__TASK PROMPT__. Starting at the line that has "Where can you see the distant building" and stopping after the line that has "column 156, row 316", copy the records with "Target" replaced by "Object" and nothing else changed.

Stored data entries
start

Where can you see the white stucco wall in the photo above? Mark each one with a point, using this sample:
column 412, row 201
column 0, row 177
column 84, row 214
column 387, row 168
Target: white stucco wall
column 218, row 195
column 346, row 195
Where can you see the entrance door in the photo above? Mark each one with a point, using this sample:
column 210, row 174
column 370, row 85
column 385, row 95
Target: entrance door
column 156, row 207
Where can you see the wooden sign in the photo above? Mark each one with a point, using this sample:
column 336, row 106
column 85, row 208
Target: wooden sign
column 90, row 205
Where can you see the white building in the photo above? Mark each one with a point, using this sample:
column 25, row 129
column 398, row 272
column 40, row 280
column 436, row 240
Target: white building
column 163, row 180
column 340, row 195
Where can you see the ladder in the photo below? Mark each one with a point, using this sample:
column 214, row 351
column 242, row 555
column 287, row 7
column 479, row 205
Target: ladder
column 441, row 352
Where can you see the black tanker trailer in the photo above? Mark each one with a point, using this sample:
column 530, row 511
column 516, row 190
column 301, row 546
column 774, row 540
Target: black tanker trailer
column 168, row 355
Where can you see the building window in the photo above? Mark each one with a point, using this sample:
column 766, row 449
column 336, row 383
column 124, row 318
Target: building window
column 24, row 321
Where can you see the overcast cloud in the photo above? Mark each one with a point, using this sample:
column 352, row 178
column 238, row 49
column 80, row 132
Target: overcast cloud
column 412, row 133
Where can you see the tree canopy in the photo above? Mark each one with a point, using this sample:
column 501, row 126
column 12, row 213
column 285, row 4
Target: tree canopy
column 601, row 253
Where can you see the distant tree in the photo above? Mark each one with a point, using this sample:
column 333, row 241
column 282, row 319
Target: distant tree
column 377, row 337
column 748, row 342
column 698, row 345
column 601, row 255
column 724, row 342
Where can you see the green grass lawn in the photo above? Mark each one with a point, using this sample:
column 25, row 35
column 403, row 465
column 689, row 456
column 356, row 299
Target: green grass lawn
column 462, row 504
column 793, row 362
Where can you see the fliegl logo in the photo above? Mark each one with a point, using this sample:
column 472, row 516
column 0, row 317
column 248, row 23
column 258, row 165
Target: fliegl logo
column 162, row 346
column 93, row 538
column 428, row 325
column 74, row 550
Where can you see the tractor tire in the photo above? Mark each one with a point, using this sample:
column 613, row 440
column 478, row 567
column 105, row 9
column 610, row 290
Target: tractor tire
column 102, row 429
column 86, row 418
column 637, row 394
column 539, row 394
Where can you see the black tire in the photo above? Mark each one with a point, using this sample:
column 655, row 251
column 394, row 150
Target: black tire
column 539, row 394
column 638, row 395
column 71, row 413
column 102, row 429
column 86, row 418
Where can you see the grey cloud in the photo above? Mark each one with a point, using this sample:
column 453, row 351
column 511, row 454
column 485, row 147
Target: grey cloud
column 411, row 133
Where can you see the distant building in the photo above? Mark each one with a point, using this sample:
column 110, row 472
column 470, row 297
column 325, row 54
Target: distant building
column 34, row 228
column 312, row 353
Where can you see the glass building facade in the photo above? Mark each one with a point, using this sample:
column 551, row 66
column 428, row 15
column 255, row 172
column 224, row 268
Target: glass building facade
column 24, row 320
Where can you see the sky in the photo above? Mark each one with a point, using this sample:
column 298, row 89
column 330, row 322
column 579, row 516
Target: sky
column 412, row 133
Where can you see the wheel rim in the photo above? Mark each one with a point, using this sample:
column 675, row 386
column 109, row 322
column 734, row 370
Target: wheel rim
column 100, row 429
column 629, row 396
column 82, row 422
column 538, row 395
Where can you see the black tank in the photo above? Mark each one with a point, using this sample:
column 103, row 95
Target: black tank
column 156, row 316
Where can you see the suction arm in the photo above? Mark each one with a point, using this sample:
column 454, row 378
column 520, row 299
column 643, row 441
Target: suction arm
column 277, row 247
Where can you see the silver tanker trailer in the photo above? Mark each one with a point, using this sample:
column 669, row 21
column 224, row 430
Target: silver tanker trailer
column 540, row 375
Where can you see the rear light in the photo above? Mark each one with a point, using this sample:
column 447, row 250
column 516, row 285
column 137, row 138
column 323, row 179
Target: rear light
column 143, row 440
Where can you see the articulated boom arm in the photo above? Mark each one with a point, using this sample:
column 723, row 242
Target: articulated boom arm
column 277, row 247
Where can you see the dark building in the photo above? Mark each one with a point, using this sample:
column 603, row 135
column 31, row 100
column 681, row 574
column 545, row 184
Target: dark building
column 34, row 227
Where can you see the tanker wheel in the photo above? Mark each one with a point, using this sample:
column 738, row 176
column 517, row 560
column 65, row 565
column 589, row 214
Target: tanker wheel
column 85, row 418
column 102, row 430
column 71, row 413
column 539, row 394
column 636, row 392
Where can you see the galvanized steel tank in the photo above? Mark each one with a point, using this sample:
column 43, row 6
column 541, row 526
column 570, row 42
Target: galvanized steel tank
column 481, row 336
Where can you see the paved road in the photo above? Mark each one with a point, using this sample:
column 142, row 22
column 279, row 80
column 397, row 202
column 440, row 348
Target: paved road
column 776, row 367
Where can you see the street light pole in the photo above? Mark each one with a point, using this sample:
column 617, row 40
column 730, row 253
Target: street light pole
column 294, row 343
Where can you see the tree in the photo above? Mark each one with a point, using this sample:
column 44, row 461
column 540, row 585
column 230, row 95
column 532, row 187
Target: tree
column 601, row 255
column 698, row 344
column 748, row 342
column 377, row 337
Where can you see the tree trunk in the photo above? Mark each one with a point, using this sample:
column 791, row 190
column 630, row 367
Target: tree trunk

end
start

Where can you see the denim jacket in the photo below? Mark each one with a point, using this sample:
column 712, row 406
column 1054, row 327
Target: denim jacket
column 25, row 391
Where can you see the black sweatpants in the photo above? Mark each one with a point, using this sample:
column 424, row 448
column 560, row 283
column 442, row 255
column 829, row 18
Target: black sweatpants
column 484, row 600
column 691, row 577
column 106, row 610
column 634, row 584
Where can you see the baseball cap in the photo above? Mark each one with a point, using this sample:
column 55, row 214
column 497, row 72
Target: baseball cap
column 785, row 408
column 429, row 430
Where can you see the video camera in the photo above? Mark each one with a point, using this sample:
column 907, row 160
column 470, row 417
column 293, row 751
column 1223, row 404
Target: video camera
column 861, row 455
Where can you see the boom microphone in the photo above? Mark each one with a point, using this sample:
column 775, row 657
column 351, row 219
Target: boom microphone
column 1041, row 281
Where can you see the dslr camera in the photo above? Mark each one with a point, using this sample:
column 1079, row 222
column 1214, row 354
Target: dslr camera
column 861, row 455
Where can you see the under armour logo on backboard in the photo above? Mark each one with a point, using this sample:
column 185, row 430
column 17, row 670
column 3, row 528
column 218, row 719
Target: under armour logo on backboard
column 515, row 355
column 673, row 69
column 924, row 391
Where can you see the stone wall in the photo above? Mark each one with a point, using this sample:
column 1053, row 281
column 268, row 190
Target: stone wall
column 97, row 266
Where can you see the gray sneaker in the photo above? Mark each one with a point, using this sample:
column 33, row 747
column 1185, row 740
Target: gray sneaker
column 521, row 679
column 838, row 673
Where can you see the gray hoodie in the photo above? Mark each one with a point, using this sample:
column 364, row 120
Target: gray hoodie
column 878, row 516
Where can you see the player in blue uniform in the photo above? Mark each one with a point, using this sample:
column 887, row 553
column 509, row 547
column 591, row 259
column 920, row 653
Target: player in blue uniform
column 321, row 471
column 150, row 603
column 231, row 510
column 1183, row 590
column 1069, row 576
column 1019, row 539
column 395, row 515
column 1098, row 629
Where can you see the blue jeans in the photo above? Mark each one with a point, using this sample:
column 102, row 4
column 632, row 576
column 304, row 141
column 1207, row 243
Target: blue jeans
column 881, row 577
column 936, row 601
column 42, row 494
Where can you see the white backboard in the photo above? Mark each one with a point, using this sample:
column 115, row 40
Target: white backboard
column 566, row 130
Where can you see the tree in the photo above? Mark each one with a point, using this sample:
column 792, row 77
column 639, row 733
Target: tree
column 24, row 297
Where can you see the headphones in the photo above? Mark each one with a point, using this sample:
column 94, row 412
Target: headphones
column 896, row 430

end

__RESULT OF THE TASK__.
Where can you see the distant building in the photo above? Mark each one with a point, using this sample:
column 110, row 472
column 470, row 297
column 325, row 54
Object: distant building
column 34, row 228
column 312, row 353
Where can you see the glass building facade in the photo above? Mark each one with a point, using this sample:
column 551, row 66
column 428, row 15
column 255, row 172
column 224, row 268
Object: glass building facade
column 24, row 320
Where can you see the sky in the photo above? Mark each one with a point, using this sample:
column 298, row 89
column 330, row 322
column 579, row 516
Object: sky
column 412, row 133
Where can you see the wheel rim in the photo above? Mark each one with a point, using this sample:
column 675, row 386
column 109, row 322
column 734, row 370
Object: wheel rim
column 100, row 429
column 629, row 396
column 82, row 422
column 538, row 395
Where can you see the black tank in the photo above? Mark each one with a point, using this sample:
column 103, row 95
Object: black tank
column 156, row 316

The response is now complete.